▶ [Instructions for the task]: From the listing below, set down exactly the lines between the one holding "If you could put a point on the stone pillar" and the one holding "of the blue", inclusive. No other line is wanted.
Data for the task section start
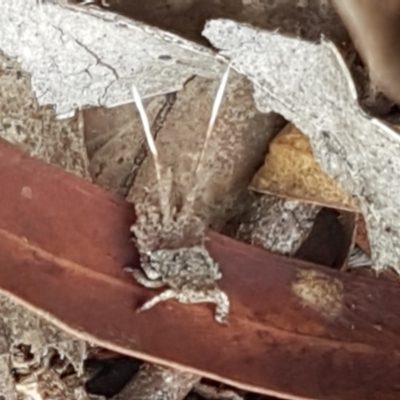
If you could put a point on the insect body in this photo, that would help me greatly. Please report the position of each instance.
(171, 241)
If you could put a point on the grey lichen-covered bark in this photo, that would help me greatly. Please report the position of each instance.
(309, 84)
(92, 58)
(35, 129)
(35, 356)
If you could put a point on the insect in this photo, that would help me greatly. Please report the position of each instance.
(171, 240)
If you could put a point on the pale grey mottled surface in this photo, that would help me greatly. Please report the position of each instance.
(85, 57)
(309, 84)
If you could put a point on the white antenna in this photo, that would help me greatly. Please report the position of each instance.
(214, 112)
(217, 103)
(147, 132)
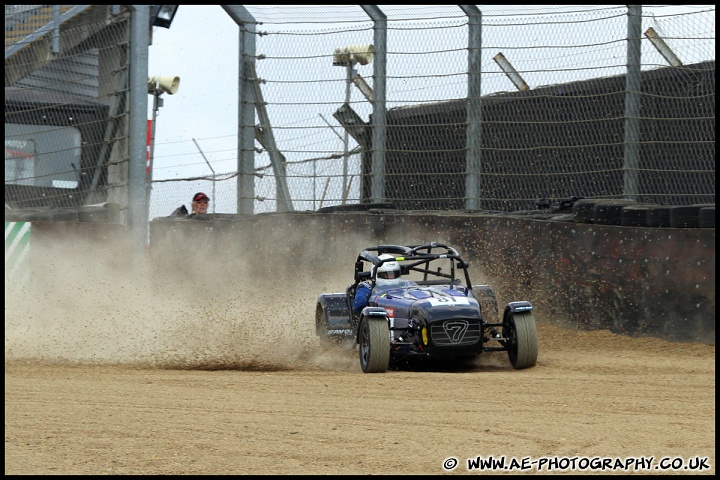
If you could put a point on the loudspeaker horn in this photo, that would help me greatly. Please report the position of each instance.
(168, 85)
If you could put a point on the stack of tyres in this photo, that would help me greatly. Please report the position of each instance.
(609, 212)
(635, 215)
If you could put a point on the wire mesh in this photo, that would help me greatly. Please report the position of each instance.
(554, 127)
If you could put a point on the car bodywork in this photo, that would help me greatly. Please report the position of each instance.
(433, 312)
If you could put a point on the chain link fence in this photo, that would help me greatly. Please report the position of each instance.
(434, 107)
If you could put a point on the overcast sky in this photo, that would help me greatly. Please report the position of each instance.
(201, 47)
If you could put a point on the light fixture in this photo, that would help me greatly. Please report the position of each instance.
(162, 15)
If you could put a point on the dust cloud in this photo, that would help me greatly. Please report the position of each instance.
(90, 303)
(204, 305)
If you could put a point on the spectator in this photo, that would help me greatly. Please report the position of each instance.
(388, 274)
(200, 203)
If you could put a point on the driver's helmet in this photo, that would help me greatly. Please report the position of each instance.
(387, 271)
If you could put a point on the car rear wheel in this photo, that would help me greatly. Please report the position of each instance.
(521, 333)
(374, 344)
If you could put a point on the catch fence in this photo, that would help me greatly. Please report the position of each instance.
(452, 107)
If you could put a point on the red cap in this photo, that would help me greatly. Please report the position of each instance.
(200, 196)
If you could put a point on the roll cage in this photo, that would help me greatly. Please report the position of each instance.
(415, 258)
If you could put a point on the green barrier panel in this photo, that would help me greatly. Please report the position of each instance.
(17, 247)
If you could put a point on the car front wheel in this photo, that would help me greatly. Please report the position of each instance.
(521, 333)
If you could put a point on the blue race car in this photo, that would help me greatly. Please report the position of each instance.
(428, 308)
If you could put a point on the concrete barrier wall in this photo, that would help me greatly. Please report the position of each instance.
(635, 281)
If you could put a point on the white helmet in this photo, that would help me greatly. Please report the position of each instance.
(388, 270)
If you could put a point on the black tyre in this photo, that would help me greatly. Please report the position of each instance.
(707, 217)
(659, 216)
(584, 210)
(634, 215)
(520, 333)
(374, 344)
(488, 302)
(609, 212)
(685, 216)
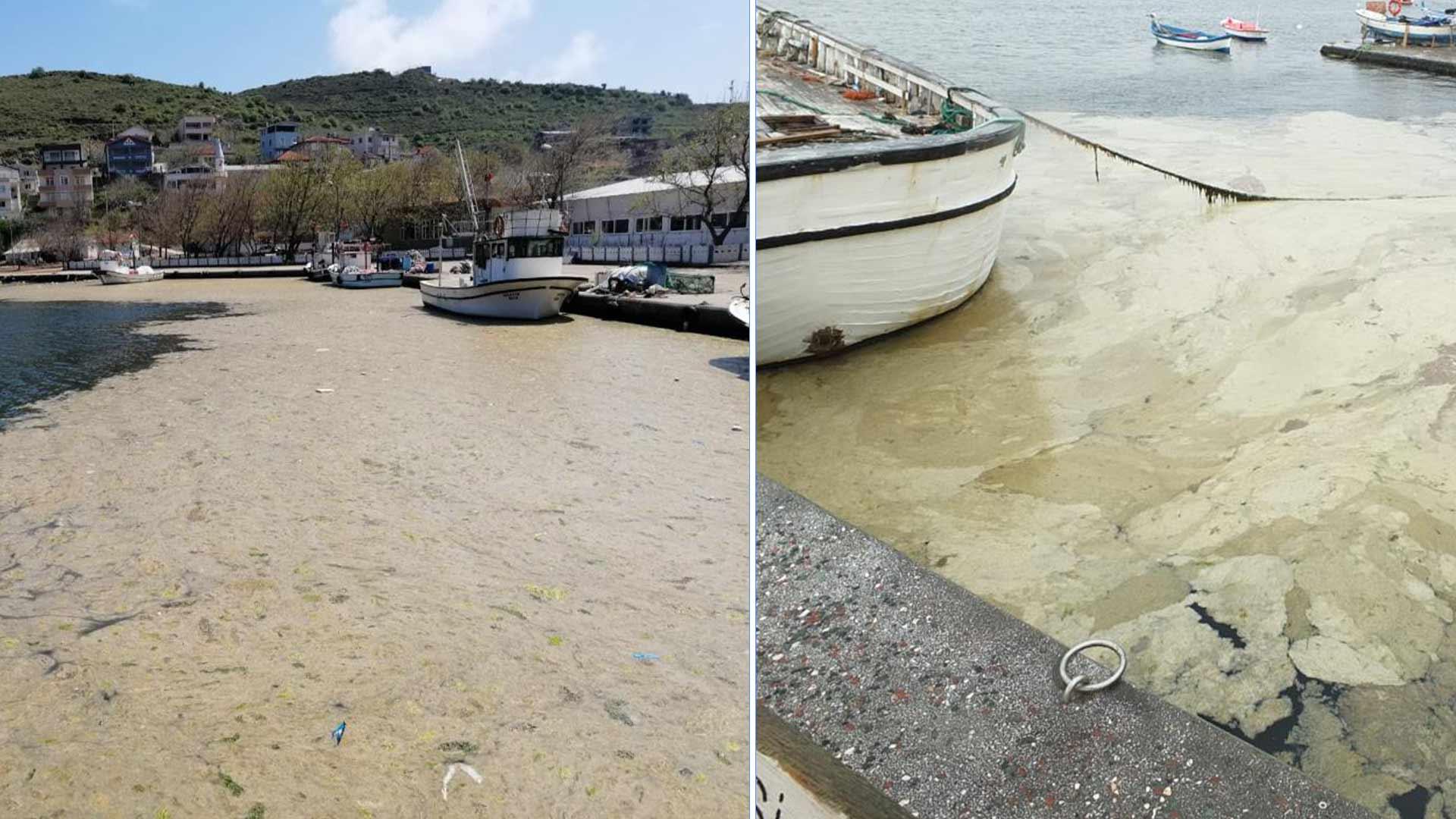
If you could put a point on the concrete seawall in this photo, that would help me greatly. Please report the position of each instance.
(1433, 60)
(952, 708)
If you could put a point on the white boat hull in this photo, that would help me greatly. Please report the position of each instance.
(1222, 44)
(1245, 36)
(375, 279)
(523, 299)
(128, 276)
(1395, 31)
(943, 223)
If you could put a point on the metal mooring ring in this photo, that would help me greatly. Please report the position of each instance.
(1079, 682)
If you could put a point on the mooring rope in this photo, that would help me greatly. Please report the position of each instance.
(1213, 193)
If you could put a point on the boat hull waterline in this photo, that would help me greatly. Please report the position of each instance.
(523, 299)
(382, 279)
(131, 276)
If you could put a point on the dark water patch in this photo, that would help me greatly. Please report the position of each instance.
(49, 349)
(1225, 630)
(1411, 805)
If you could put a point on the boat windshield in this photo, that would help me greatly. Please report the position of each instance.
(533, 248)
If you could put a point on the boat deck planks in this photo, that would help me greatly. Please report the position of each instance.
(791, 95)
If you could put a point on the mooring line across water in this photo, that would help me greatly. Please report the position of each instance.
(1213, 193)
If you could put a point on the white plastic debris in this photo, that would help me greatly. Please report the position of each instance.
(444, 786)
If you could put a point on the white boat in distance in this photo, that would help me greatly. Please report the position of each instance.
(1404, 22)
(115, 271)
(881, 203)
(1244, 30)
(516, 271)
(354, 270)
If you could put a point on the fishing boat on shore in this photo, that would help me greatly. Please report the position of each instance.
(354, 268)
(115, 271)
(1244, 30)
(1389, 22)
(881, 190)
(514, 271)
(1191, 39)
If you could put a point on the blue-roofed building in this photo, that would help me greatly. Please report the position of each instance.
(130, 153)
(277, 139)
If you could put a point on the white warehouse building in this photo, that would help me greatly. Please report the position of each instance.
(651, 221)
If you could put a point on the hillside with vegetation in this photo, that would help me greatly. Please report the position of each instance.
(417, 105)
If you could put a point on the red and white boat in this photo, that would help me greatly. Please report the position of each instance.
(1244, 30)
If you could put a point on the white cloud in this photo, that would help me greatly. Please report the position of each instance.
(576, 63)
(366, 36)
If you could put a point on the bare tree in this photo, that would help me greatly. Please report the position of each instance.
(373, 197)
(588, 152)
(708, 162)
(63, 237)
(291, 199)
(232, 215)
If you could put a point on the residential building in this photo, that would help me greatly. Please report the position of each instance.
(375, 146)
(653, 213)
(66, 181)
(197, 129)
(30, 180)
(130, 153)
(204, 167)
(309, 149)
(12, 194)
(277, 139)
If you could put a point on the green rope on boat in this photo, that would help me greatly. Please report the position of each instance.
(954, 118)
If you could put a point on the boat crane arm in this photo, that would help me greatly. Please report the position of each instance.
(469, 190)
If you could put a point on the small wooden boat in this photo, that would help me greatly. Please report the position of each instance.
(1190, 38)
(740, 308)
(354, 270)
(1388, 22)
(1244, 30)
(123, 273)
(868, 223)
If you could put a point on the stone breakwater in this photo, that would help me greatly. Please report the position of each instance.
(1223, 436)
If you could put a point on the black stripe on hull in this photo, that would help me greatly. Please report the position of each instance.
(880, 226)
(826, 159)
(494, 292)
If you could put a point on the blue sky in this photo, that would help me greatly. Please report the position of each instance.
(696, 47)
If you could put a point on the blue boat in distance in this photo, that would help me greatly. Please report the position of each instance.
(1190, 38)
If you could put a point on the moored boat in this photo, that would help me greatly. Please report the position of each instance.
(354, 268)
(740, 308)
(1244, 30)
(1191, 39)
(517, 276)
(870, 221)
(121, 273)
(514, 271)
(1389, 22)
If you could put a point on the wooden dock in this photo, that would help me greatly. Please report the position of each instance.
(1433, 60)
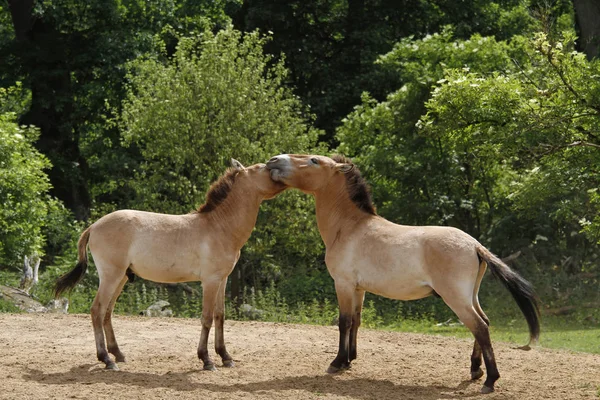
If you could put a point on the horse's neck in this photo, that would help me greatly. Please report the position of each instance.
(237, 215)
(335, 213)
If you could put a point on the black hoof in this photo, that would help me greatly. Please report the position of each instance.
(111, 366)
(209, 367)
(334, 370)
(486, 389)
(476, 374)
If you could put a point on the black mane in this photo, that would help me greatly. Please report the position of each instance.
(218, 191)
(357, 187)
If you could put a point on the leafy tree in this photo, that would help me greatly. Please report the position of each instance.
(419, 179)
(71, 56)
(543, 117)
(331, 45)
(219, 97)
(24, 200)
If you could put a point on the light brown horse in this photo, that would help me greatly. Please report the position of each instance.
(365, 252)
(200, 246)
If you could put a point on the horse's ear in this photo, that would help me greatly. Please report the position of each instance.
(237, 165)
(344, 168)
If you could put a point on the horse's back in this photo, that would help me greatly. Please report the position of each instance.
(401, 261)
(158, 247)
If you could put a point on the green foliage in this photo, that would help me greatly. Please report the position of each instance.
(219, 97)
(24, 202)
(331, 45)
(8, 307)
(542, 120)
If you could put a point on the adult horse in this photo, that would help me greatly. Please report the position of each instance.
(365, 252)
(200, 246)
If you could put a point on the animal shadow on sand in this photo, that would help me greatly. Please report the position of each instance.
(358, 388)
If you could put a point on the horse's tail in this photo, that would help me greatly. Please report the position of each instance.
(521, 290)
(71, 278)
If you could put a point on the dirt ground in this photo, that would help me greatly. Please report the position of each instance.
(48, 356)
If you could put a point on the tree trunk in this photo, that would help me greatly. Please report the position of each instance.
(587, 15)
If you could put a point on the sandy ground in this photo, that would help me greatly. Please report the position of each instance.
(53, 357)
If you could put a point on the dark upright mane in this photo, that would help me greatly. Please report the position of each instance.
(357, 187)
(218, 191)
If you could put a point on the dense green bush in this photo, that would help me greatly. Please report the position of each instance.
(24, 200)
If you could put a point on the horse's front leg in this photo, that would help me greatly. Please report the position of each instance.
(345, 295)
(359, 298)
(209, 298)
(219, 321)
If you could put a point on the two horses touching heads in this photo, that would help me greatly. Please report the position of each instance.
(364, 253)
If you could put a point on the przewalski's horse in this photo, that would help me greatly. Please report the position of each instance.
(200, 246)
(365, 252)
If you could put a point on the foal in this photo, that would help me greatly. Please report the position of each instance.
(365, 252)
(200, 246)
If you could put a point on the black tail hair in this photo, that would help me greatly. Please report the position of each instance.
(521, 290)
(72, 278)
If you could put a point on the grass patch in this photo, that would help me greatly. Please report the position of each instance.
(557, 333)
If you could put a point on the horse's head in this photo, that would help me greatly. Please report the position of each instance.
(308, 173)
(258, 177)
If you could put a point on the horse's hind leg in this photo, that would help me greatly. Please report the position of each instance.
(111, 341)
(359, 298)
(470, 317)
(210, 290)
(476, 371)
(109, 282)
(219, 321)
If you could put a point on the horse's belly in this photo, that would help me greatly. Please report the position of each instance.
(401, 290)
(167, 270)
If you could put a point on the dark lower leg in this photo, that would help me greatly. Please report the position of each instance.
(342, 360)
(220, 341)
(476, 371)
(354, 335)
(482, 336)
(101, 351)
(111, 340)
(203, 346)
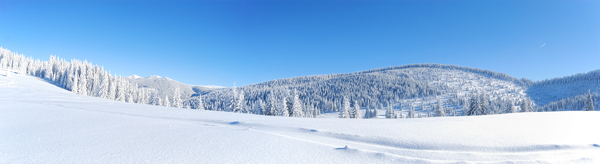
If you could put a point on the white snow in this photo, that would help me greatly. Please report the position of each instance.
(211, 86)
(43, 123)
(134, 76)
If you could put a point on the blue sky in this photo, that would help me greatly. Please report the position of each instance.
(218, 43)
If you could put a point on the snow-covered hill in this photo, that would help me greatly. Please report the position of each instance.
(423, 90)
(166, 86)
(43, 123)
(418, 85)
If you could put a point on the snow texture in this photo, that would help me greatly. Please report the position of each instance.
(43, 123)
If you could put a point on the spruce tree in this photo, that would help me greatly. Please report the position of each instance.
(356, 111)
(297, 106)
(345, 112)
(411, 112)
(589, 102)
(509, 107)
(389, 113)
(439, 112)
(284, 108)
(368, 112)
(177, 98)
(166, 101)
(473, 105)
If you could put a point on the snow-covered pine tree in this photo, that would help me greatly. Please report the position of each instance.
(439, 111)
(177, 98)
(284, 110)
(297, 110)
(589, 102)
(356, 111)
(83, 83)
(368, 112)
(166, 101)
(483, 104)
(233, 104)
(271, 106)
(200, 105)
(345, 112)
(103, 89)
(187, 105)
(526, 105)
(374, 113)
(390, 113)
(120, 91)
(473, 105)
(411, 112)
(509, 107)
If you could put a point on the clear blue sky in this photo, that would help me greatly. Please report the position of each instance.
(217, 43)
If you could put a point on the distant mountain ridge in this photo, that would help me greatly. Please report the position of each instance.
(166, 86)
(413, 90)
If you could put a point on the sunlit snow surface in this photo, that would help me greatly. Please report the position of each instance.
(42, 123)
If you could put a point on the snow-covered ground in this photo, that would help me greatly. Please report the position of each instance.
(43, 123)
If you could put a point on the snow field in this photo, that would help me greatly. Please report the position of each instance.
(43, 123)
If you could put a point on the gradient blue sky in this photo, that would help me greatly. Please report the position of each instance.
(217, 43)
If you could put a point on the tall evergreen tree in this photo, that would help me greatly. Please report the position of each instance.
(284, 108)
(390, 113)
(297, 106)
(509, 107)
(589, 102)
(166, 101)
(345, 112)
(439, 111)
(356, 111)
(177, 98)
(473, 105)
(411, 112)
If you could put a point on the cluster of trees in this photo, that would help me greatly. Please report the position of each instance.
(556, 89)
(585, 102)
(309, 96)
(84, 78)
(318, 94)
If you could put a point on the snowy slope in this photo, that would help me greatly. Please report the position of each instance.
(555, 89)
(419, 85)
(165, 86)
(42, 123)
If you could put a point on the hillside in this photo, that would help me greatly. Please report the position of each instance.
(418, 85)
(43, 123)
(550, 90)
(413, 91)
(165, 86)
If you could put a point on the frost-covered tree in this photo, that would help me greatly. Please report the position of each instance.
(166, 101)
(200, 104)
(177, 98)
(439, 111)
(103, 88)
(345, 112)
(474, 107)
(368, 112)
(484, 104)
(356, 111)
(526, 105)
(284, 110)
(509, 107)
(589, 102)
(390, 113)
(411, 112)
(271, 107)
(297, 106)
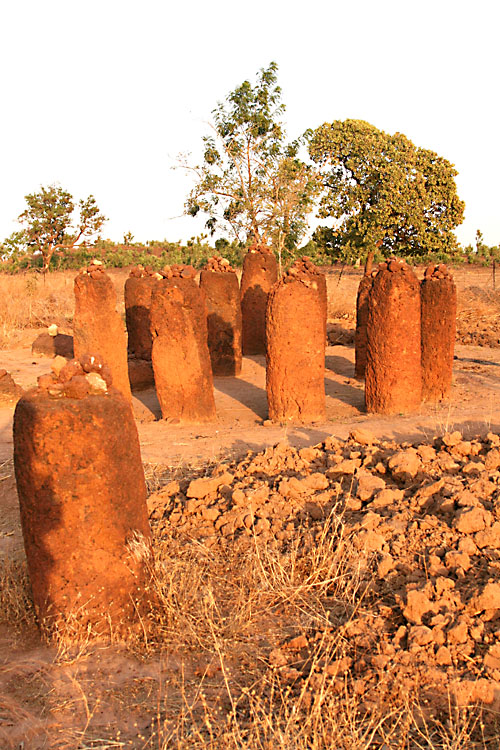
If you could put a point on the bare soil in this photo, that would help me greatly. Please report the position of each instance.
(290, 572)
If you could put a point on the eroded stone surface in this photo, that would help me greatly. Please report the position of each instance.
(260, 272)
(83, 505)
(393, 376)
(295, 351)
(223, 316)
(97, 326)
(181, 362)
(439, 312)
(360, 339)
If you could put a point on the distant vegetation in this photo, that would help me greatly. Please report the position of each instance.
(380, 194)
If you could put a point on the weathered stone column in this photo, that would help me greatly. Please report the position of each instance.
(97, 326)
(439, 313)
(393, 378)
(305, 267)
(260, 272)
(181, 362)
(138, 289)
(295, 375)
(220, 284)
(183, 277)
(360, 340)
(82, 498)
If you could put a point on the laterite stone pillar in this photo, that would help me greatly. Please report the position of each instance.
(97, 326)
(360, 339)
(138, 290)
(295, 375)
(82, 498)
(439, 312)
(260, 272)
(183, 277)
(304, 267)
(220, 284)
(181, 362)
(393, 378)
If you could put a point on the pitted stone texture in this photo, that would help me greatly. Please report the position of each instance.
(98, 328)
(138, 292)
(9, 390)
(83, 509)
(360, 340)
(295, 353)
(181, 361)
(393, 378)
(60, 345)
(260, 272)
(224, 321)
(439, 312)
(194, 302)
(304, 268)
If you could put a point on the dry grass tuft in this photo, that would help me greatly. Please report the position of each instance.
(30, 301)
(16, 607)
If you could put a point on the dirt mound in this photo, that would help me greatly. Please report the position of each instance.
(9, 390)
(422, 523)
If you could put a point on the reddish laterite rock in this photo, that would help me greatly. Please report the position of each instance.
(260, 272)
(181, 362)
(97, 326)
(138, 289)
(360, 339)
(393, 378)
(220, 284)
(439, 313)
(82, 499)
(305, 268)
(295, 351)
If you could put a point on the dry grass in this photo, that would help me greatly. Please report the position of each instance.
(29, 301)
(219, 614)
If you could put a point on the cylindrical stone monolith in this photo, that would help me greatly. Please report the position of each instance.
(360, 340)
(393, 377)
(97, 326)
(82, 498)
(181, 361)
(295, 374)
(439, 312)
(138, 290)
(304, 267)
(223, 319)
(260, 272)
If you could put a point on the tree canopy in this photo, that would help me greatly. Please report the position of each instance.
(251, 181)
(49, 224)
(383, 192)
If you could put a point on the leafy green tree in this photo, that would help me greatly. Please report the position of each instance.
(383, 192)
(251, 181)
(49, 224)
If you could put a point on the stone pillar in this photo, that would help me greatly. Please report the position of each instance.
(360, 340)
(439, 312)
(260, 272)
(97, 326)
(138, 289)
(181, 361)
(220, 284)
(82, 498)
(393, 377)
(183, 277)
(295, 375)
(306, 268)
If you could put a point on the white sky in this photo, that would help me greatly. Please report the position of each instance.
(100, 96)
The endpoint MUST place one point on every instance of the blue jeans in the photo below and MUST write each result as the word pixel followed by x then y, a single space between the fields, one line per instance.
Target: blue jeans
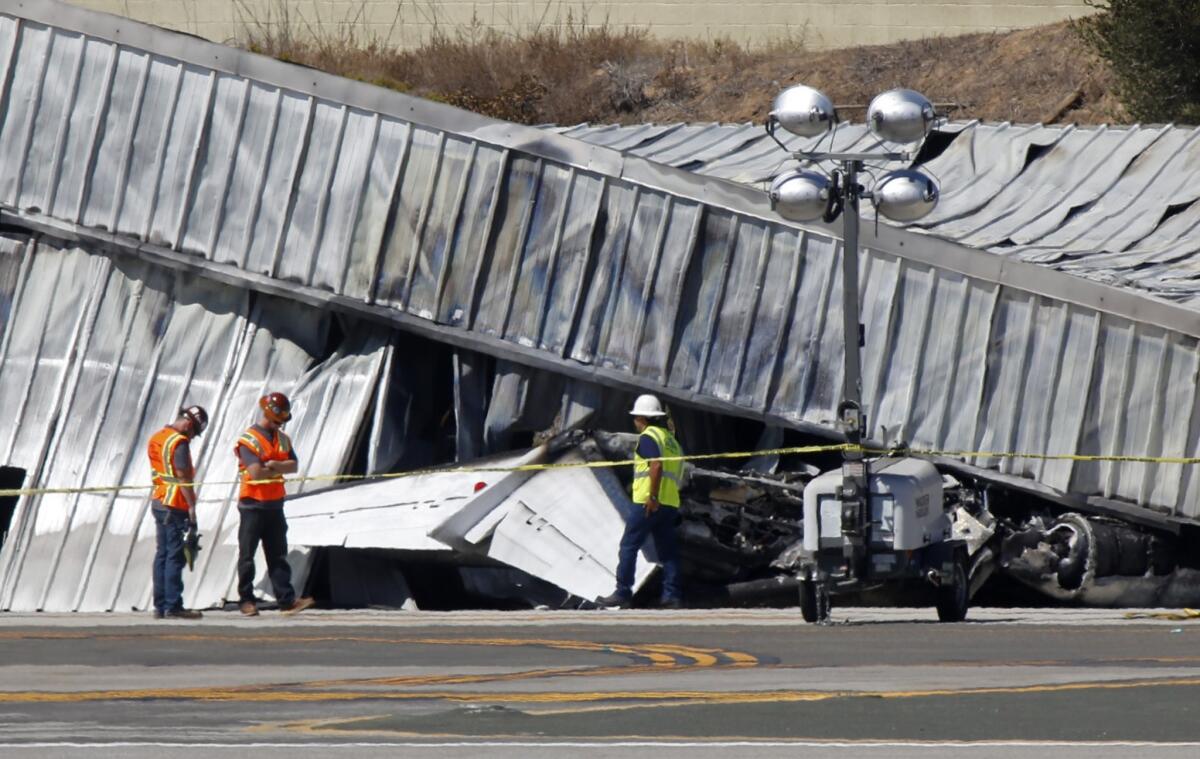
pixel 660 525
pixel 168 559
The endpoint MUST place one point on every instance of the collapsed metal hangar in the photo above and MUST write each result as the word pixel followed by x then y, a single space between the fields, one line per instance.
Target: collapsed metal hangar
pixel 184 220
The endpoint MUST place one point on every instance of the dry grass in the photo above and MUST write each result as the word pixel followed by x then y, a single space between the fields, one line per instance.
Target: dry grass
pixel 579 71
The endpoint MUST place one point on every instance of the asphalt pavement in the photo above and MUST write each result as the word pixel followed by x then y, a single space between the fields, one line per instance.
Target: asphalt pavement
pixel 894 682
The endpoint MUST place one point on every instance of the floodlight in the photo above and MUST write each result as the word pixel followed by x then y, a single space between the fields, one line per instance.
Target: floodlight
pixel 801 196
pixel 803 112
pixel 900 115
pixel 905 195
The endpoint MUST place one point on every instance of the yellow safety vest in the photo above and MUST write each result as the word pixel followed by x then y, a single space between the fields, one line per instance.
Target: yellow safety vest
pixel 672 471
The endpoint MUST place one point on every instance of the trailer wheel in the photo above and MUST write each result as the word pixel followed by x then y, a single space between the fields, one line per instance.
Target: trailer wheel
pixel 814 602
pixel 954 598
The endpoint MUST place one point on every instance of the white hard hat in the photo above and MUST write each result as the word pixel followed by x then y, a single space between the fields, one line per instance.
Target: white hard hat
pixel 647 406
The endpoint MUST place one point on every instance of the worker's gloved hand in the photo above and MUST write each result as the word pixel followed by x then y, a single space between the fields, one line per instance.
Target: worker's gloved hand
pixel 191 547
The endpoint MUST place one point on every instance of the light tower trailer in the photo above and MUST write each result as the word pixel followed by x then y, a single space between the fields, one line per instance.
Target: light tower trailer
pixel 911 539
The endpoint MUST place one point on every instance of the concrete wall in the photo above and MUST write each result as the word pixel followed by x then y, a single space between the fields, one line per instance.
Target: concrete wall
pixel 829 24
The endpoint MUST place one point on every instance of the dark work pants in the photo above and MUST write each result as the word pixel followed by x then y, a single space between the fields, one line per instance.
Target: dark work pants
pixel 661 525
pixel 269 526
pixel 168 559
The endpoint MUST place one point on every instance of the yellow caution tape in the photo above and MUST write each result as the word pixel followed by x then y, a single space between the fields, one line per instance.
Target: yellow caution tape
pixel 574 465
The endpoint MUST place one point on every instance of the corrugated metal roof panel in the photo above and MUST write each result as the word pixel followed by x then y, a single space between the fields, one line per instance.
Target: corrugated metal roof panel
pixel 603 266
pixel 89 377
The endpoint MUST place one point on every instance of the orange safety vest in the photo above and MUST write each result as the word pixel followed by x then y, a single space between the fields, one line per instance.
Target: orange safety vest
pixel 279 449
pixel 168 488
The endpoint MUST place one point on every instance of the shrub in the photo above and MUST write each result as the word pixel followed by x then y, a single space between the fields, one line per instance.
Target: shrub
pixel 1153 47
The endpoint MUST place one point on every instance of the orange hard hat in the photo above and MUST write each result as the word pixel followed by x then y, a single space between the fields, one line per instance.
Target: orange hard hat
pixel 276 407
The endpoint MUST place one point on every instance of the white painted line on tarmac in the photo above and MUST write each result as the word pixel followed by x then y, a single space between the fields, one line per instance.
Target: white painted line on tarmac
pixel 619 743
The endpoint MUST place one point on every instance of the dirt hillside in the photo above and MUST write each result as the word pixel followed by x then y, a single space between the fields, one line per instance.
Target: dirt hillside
Data for the task section end
▶ [Completed exercise]:
If you could put a point on the stone pillar in this photo, that would help me greatly. Please report the position of each instance.
(360, 340)
(439, 312)
(260, 272)
(97, 326)
(138, 289)
(181, 361)
(220, 284)
(82, 498)
(393, 377)
(183, 277)
(295, 375)
(306, 268)
If you could put a point on the white sky in this photo, that would help me greatly. Please report the position of each instance.
(100, 96)
The endpoint MUST place one point on every instance of the blue jeans in the photo below and MUST write each result as the word pixel followed by x then y, a single space between the fields, one line per instance.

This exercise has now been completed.